§ RECORDS FOR THIS TASK

-------

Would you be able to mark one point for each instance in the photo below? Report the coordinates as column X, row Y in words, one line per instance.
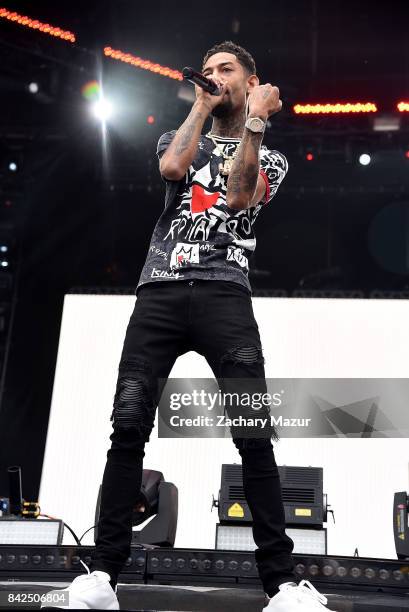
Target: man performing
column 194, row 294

-------

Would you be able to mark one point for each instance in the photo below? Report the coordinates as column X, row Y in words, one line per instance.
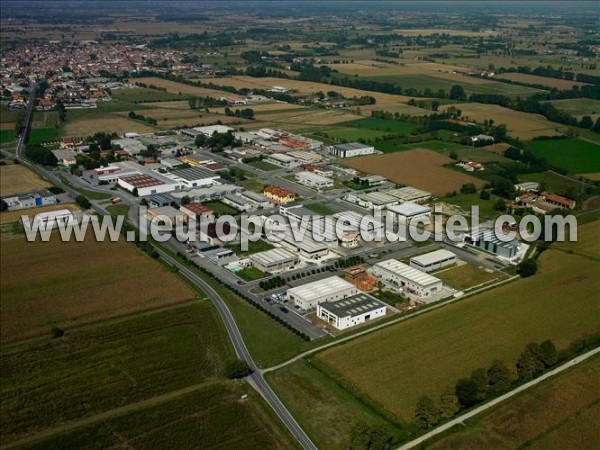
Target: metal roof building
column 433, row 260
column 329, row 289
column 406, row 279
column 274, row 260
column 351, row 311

-------

Identify every line of the records that contains the string "Target" and copy each of those lines out in full.

§ THE ANSWER
Target: man performing
Target: metal roof building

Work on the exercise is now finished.